# Provided data

= = =

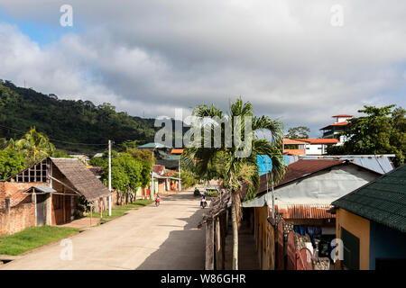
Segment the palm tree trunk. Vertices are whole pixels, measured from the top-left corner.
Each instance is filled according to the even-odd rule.
[[[235,191],[231,191],[233,202],[231,204],[231,221],[233,226],[233,270],[238,270],[238,225],[236,215],[236,197]]]

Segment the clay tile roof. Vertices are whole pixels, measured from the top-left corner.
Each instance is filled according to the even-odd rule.
[[[183,149],[172,149],[171,151],[171,154],[182,154],[183,153]]]
[[[283,155],[300,156],[305,154],[306,154],[305,149],[283,149]]]
[[[51,158],[52,163],[76,189],[88,201],[110,194],[108,189],[78,158]]]

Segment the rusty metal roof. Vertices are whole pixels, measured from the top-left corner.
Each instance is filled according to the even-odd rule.
[[[285,176],[280,181],[275,187],[281,186],[289,182],[304,177],[310,174],[328,169],[329,167],[342,165],[344,160],[330,160],[330,159],[315,159],[315,160],[299,160],[288,165]],[[266,182],[265,182],[266,185]],[[260,190],[259,192],[263,192]]]

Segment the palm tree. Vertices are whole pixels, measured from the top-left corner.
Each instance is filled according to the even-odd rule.
[[[55,150],[49,139],[44,134],[37,132],[35,127],[32,127],[19,140],[11,140],[8,148],[21,152],[27,166],[51,156]]]
[[[199,178],[211,180],[221,179],[223,186],[231,191],[232,194],[232,226],[233,226],[233,269],[238,269],[238,221],[242,216],[240,191],[243,184],[247,186],[245,199],[255,196],[259,188],[260,176],[258,173],[257,155],[268,155],[272,159],[272,177],[273,181],[278,181],[284,175],[284,165],[281,155],[282,127],[281,123],[267,116],[254,117],[252,104],[247,102],[243,104],[241,99],[235,103],[230,103],[230,110],[227,115],[214,105],[198,105],[193,110],[193,115],[198,118],[210,117],[215,123],[199,125],[201,130],[211,130],[210,138],[201,133],[203,136],[195,137],[192,145],[184,153],[183,162],[185,166],[193,171]],[[251,153],[247,157],[237,157],[237,151],[241,151],[241,146],[232,141],[232,145],[226,144],[226,125],[223,127],[218,119],[227,119],[232,126],[232,139],[240,137],[242,140],[246,140],[251,144]],[[223,118],[224,119],[224,118]],[[235,119],[237,119],[235,122]],[[238,125],[241,123],[241,126]],[[214,126],[220,125],[221,145],[215,148],[204,148],[206,141],[214,143]],[[192,124],[191,129],[193,129]],[[248,134],[245,134],[248,125],[252,129]],[[217,127],[218,129],[218,127]],[[240,130],[241,129],[241,130]],[[258,139],[255,131],[268,130],[271,140]],[[200,144],[201,147],[198,146]],[[218,145],[217,145],[218,146]],[[238,214],[238,217],[237,217]],[[238,219],[237,219],[238,218]]]

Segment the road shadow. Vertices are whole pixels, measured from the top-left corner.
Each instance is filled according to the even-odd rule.
[[[176,198],[193,199],[193,195],[177,194]],[[183,229],[171,231],[165,242],[137,270],[203,270],[205,230],[198,229],[198,223],[205,212],[207,210],[198,209],[189,218],[178,218],[186,222]]]

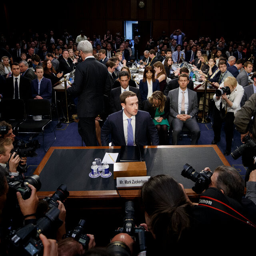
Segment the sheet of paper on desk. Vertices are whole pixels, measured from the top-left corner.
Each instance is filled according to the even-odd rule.
[[[114,164],[116,162],[117,157],[118,156],[118,153],[108,153],[106,152],[104,156],[104,158],[101,162],[103,163],[104,161],[106,161],[107,163],[110,164]]]

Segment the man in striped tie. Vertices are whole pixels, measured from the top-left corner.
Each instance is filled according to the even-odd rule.
[[[108,146],[108,136],[111,134],[112,146],[148,145],[147,134],[152,145],[157,146],[159,139],[156,127],[147,112],[138,110],[136,94],[124,92],[120,96],[123,110],[110,115],[101,129],[102,146]]]

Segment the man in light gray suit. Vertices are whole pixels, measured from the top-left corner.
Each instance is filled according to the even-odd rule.
[[[252,71],[253,64],[250,61],[247,61],[244,66],[244,70],[241,71],[236,77],[236,80],[240,85],[243,87],[249,85],[248,76]]]
[[[197,144],[200,129],[195,116],[198,110],[196,93],[188,89],[188,76],[181,74],[178,78],[180,87],[169,92],[170,114],[168,121],[172,128],[172,145],[178,145],[183,126],[191,133],[191,145]]]
[[[53,55],[51,53],[48,53],[46,54],[46,59],[50,60],[52,62],[52,65],[53,68],[56,71],[58,72],[59,65],[60,65],[60,62],[58,60],[53,57]]]
[[[249,98],[254,93],[256,92],[256,72],[253,73],[251,79],[253,80],[253,84],[244,87],[244,96],[240,104],[241,107],[244,105],[245,102],[248,100]]]

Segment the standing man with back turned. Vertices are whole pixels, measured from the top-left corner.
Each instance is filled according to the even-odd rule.
[[[111,90],[107,67],[92,56],[92,44],[82,41],[77,49],[84,61],[76,66],[74,82],[68,92],[78,96],[78,132],[86,146],[96,146],[95,118],[103,110],[104,92]]]

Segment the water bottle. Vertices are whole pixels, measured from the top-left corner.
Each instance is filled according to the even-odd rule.
[[[195,76],[195,73],[194,73],[193,75],[193,78],[192,78],[192,82],[196,82],[196,76]]]
[[[102,175],[107,176],[109,174],[109,166],[106,162],[104,162],[102,166]]]
[[[98,165],[96,164],[96,162],[92,162],[92,165],[91,166],[91,170],[92,171],[92,176],[97,176],[98,173]]]

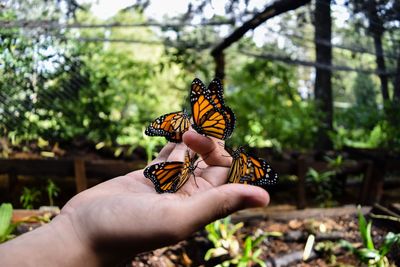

= = =

Rewrite all the records above with "even-odd rule" changed to "nonzero winding rule" everywhere and nothing else altered. Leave the pictures out.

# Expected output
Segment the palm tree trunk. Vertices are whole pixels, measured from the top-left corner.
Each instance is filled according to the nonzero winding rule.
[[[235,191],[231,191],[233,202],[231,204],[231,221],[233,226],[233,270],[238,270],[238,225],[236,215],[236,197]]]

Segment the clay tile roof. Vertices are whole pixels, measured from the top-left corner.
Each instance is filled according to the nonzero winding rule.
[[[183,149],[172,149],[171,151],[171,154],[182,154],[183,153]]]
[[[283,155],[300,156],[305,154],[306,154],[305,149],[283,149]]]
[[[51,158],[52,163],[76,189],[88,201],[110,194],[108,189],[78,158]]]

Segment the rusty metal roof. Vertices are whole pixels, measured from the top-left corner.
Each instance is filled according to the nonzero winding rule.
[[[285,176],[280,181],[275,187],[281,186],[289,182],[304,177],[310,174],[328,169],[329,167],[342,165],[344,160],[330,160],[330,159],[315,159],[315,160],[299,160],[288,165]],[[266,182],[265,182],[266,185]],[[260,190],[259,192],[263,192]]]

Segment the palm tree. Vertices are whole pixels, measured from the top-left corner.
Each instance is filled according to the nonzero winding rule.
[[[55,150],[49,139],[44,134],[37,132],[35,127],[32,127],[19,140],[11,140],[8,148],[21,152],[27,166],[51,156]]]
[[[199,178],[211,180],[221,179],[223,186],[231,191],[232,194],[232,226],[233,226],[233,269],[238,269],[238,221],[242,216],[240,191],[243,184],[247,186],[245,199],[255,196],[259,188],[260,176],[258,173],[257,155],[268,155],[272,159],[272,177],[273,181],[278,181],[284,175],[284,165],[281,155],[282,127],[281,123],[267,116],[254,117],[252,104],[247,102],[243,104],[241,99],[235,103],[230,103],[230,110],[227,115],[214,105],[198,105],[193,110],[193,115],[198,118],[210,117],[215,123],[199,125],[201,130],[211,130],[210,138],[201,133],[203,136],[195,137],[192,145],[184,153],[183,162],[185,166],[193,171]],[[251,153],[247,157],[237,157],[237,151],[241,151],[241,146],[232,141],[232,145],[226,144],[226,125],[223,127],[218,119],[227,119],[232,126],[232,139],[240,137],[242,140],[246,140],[251,144]],[[223,118],[224,119],[224,118]],[[235,119],[237,119],[235,122]],[[238,125],[241,123],[241,126]],[[214,126],[220,125],[221,145],[215,148],[204,148],[206,141],[214,143]],[[192,124],[191,129],[193,129]],[[248,134],[245,134],[248,125],[252,129]],[[217,127],[218,129],[218,127]],[[240,130],[241,129],[241,130]],[[258,139],[255,131],[268,130],[271,140]],[[200,144],[201,147],[198,146]],[[218,145],[217,145],[218,146]],[[238,214],[238,217],[237,217]],[[238,219],[237,219],[238,218]]]

Segment the road shadow. Vertices are whole pixels, measured from the top-left corner.
Each instance is filled according to the nonzero winding rule.
[[[176,198],[193,199],[193,195],[177,194]],[[183,229],[171,231],[165,242],[137,270],[203,270],[205,230],[198,229],[198,223],[205,212],[207,210],[198,209],[189,218],[178,218],[186,222]]]

Segment the sheet of paper on desk. Vertices are whole pixels, measured from the top-left corner.
Each instance is filled according to the nonzero winding rule.
[[[114,164],[116,162],[117,157],[118,156],[118,153],[108,153],[106,152],[104,156],[104,158],[101,162],[103,163],[104,161],[106,161],[107,163],[110,164]]]

Segment the man in striped tie. Vertices are whole pixels, measured from the top-left corner.
Each instance is filled according to the nonzero winding rule.
[[[108,146],[108,136],[111,134],[112,146],[148,145],[147,134],[152,145],[157,146],[159,139],[156,127],[147,112],[138,110],[136,94],[124,92],[120,96],[123,110],[110,115],[101,129],[102,146]]]

Segment the man in light gray suit. Vertices are whole pixels, measured from the top-left corner.
Each instance is filled according to the nonzero winding rule.
[[[252,71],[253,64],[250,61],[247,61],[244,66],[244,70],[241,71],[236,77],[236,80],[240,85],[243,87],[249,85],[248,76]]]
[[[197,144],[200,129],[195,116],[198,110],[196,93],[188,89],[188,76],[181,74],[178,78],[180,87],[169,92],[170,114],[168,121],[172,128],[172,145],[178,145],[183,126],[191,133],[191,145]]]
[[[53,55],[51,53],[48,53],[46,54],[46,59],[50,60],[52,62],[52,65],[53,68],[56,71],[58,72],[59,65],[60,65],[60,62],[58,60],[53,57]]]
[[[249,98],[254,93],[256,92],[256,72],[253,73],[251,79],[253,80],[253,84],[244,87],[244,96],[240,104],[241,107],[244,105],[245,102],[248,100]]]

Segment the standing man with back turned. Vertices are whole pixels, measured from the top-left corner.
Each instance is filled according to the nonzero winding rule.
[[[111,90],[107,67],[92,56],[92,44],[82,41],[77,49],[84,61],[76,66],[74,82],[68,92],[78,96],[78,132],[86,146],[96,146],[95,118],[103,110],[104,92]]]

Segment the water bottle. Vertices are whole pixels, measured from the top-left corner.
Each instance is filled according to the nonzero winding rule.
[[[195,76],[195,73],[194,73],[193,75],[193,78],[192,78],[192,82],[196,82],[196,76]]]
[[[102,175],[107,176],[109,174],[109,166],[106,162],[104,162],[102,166]]]
[[[98,165],[96,164],[96,162],[92,162],[92,165],[91,166],[91,170],[92,171],[92,176],[97,176],[98,173]]]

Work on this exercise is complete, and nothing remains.